*CONSEGNA A:*
Individua e riporta senza modifiche ogni riga dei dati che contiene la parola "orange".

*** ESTRATTO DEL DOCUMENTO ***

Fermiamoci un attimo ad osservare com’è cambiata la realtà negli ultimi 40 anni.

Il mondo cambia. Superfluo documentare un fatto così grave e così esteso: cultura, costumi, ordinamenti, economia, tecnica, efficienza, bisogni, politica, mentalità, civiltà … tutto è in movimento, tutto in fase di mutamento. Così commentava Paolo VI già nel 1974 e, in una lucida analisi della realtà, si rendeva conto di come la Chiesa, ferma e rigida nei suoi immutabili dogmi, si allontanava sempre più dai propri fedeli, ormai ammaliati dai richiami edonistici del consumismo e chiusi nel proprio individualismo feroce. Sono proprio queste le chiavi di lettura che ci possono portare a scandagliare la realtà attuale e a capirne l’intima essenza: consumismo e individualismo. Il primo, giunto ormai a maturazione e figlio legittimo del pensiero unico capitalista, è la religione di tutte le religioni, è il mostro sacro per cui sono sparite – nel giro di 40 anni – intere civiltà. La Civiltà contadina, con i suoi miti e le sue regole sociali attentamente analizzati da De Martino, è stata sepolta e dalle sue ceneri è sorta un’Araba Fenice composta da un nuovo modello comportamentale: la divinazione del consumo.

L’individualismo, invece, che vede l’essere umano come monade isolata e come destinatario unico degli interessi della società del consumo, ha soppiantato le rigide e classiche forme sociali: la Civiltà contadina, come ho detto, è morta, com’è anche stata annichilita la borghesia, il ceto medio. Le classi sociali storicamente ben irreggimentate nelle loro concezioni della vita e della storia sono scomparse e al loro posto ha prevalso l’Ego. E’ chiaro che in questa liquidità della società (per usare un termine baumiano) è facile adeguarsi al conformismo di matrice capitalista, mosso dai costumi calati dall’alto, da efficaci quanto suadenti strategie di marketing (tradizionali e digitali) e improntato sulla regola aurea che muove ormai il mondo: vendere. In questo contesto la televisione, il mondo della musica, della cinematografia, i big della rete (Facebook e Google in primis che possono vantare anche l’arma della profilazione) persino lo sport sono fautori della religione delle religioni, in quanto propongono, anzi, persuadono gli utenti (non più persone) a fare del consumo un modello di vita. Da ciò ne discende che i comportamenti collettivi di massa altro non sono che forme nuove di interclassismo.

Apro una breve parentesi per spiegare meglio il concetto. Non è un caso che l’UNESCO, in questi ultimi 30 anni, abbia lanciato numerosi allarmi circa la scomparsa delle diversità culturali, ritenendo che la globalizzazione abbia disgregato il complesso coacervo culturale mondiale. La diversità culturale, minacciata dalla globalizzazione, è importante per l’Umanità quanto la biodiversità è importante in Natura. L’omologazione dei consumi, quindi, annienta le diversità e depaupera i gruppi sociali dei propri valori di riferimento, delle proprie millenarie credenze, dei miti e riti stratificati e trasmessi oralmente, delle convinzioni, della propria visione del mondo.

*** CONTENUTO DEI DATI ***

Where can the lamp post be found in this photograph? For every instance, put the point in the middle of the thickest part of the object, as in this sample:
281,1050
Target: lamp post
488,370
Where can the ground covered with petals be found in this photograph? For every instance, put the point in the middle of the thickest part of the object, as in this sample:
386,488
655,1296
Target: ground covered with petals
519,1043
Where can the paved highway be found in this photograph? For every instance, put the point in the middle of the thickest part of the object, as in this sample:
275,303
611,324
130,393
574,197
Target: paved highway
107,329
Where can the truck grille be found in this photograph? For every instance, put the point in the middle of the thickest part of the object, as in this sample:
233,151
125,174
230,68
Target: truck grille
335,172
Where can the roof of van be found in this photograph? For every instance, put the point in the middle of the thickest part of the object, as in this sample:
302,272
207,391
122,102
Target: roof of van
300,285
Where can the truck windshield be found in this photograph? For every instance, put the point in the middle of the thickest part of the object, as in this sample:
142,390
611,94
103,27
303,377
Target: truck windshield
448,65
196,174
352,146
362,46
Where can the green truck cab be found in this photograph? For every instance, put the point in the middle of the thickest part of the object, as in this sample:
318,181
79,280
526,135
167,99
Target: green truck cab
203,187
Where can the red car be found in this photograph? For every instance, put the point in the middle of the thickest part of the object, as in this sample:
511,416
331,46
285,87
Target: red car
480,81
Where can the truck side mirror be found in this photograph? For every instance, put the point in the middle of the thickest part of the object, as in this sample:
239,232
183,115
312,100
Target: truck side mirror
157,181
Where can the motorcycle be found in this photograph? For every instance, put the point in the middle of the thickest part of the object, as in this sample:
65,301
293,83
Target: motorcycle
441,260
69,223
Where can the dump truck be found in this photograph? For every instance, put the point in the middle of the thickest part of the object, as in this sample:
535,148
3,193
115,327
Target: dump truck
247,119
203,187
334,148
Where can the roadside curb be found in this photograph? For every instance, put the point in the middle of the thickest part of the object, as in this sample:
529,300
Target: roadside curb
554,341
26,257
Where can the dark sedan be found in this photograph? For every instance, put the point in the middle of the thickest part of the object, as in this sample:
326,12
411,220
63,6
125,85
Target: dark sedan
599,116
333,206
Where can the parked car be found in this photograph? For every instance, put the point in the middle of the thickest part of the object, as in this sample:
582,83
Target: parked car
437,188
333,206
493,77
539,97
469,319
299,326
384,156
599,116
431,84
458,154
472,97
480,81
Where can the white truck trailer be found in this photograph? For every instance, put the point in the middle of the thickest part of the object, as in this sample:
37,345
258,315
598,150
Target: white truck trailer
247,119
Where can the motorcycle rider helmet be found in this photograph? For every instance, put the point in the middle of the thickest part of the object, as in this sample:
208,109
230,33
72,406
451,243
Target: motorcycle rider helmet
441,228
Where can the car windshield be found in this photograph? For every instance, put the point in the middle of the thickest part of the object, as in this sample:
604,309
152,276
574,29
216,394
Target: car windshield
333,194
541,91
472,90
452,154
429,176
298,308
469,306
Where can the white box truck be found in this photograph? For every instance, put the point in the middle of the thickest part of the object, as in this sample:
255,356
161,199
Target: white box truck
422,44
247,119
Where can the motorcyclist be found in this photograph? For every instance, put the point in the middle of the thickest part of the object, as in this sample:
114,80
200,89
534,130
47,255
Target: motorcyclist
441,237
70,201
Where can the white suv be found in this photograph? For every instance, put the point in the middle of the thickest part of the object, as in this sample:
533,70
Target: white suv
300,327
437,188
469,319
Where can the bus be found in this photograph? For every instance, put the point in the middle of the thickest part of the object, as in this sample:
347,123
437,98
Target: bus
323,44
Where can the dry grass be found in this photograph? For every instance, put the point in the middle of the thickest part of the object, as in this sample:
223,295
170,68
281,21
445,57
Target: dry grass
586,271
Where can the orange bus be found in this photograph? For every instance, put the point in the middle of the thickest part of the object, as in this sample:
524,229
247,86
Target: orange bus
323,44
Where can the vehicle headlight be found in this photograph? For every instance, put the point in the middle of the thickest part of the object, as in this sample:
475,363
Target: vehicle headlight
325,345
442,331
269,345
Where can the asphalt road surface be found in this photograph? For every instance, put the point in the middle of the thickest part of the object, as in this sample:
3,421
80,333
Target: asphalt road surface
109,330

***

*CONSEGNA B:*
Traduci in inglese questa frase dell'estratto sul consumismo: "La diversità culturale, minacciata dalla globalizzazione, è importante per l’Umanità quanto la biodiversità è importante in Natura."

*RISULTATO A:*
Where can the orange bus be found in this photograph? For every instance, put the point in the middle of the thickest part of the object, as in this sample:
Target: orange bus

*RISULTATO B:*
Cultural diversity, threatened by globalization, is as important for Humanity as biodiversity is important in Nature.